**What is required**. Which lines in the entries below contain the string "road"? Return each of those lines in full.

**Source material**.
----

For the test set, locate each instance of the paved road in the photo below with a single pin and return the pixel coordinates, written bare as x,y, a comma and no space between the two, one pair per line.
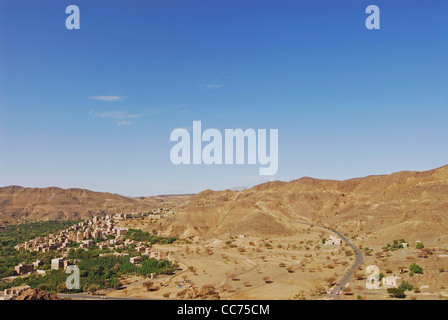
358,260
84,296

----

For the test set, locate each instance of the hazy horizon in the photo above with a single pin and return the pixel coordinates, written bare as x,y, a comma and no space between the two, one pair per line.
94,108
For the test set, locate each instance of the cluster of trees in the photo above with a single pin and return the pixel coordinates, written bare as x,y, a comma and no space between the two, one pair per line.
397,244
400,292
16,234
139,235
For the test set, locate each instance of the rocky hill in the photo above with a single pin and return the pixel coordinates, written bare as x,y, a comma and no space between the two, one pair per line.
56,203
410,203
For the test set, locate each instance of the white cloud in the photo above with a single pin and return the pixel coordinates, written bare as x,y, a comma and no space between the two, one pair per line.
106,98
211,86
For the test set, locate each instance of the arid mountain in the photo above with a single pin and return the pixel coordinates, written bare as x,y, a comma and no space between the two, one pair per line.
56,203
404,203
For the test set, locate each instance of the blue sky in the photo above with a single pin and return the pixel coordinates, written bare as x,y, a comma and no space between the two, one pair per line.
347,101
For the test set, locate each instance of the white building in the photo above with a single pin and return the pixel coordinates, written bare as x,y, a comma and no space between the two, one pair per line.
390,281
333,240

----

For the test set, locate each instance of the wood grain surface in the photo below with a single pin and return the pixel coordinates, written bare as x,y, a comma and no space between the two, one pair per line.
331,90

----

**Result**.
For the test set, locate each instance of the paved road in the photo below with a single pin and return the pixel coordinates, written bare as x,y, a comma and no space between the two, one pair per line.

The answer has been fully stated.